Segmentation mask data
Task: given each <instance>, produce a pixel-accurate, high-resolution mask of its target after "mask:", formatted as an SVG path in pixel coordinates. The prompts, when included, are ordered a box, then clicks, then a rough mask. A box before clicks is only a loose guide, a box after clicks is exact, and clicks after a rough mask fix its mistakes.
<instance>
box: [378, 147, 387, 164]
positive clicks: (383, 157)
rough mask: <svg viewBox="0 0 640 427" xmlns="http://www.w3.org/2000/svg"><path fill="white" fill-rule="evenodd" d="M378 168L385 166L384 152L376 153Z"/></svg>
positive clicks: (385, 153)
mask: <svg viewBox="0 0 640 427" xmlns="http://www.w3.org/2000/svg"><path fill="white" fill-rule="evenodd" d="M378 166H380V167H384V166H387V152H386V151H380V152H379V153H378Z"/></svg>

--

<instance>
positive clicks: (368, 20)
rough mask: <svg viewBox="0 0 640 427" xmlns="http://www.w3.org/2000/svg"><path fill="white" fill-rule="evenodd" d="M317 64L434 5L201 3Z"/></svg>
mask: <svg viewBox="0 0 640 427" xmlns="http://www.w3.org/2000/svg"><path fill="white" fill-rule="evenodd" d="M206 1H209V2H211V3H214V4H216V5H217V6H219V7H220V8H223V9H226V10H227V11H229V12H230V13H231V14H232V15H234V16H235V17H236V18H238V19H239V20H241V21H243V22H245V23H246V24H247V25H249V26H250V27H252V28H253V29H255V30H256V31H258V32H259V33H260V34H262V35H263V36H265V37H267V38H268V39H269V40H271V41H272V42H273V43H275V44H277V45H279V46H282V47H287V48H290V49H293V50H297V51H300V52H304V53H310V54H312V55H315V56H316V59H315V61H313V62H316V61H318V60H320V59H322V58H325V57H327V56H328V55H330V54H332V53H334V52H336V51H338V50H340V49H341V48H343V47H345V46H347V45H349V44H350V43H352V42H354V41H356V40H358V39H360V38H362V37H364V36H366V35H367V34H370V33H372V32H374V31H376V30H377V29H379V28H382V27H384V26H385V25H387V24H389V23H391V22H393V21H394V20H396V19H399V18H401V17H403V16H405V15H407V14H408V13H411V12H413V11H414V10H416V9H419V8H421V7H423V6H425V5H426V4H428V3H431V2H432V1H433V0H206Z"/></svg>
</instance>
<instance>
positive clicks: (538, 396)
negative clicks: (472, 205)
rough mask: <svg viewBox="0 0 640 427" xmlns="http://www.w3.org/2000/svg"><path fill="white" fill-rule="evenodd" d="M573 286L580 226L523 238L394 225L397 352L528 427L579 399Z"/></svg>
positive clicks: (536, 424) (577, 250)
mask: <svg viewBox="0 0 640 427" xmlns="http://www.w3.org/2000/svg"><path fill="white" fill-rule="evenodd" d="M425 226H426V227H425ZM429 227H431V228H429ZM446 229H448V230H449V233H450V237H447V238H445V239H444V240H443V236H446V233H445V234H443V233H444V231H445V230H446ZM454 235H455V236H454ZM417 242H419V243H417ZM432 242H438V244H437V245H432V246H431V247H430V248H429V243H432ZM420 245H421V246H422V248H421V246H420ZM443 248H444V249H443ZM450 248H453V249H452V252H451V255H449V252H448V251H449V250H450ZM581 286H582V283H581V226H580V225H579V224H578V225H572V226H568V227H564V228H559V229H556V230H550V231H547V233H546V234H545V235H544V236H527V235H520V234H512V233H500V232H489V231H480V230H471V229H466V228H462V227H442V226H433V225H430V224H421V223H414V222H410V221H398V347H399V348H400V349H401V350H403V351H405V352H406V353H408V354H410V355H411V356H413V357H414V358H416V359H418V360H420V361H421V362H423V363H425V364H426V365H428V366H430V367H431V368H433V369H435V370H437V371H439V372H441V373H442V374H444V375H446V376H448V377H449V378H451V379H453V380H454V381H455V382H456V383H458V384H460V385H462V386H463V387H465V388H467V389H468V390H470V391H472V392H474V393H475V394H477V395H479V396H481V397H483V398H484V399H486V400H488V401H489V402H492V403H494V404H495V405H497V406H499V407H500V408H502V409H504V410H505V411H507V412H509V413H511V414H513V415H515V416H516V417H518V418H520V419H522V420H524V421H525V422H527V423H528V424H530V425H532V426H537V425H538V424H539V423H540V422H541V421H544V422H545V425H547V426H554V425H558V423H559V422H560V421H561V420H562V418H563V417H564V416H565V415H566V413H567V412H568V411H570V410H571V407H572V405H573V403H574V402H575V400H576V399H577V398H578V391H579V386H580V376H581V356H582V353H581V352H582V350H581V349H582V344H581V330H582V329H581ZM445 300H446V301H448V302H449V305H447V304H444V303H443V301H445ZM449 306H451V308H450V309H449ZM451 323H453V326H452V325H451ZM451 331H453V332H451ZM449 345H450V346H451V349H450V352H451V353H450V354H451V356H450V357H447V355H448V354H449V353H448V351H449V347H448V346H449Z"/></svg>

...

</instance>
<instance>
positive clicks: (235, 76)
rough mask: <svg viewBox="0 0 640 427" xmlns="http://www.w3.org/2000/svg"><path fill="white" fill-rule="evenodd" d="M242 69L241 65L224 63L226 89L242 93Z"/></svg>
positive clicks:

### WHAT NEEDS TO BE DONE
List each line in the data above that contains the string "clicks". Matches are case-sensitive.

### FINISHED TASK
Task: given each <instance>, produce a pixel-accurate, high-resolution mask of its target after "mask:", formatted as an SVG path in pixel coordinates. The prompts, when included, are ordered a box, then clicks, then a rough mask. A box before clicks is only a loose guide, a box after clicks is exact, and clicks after a rough mask fix its mistakes.
positive clicks: (383, 157)
positive clicks: (385, 153)
positive clicks: (368, 20)
positive clicks: (538, 396)
negative clicks: (472, 205)
positive clicks: (536, 424) (577, 250)
positive clicks: (235, 76)
positive clicks:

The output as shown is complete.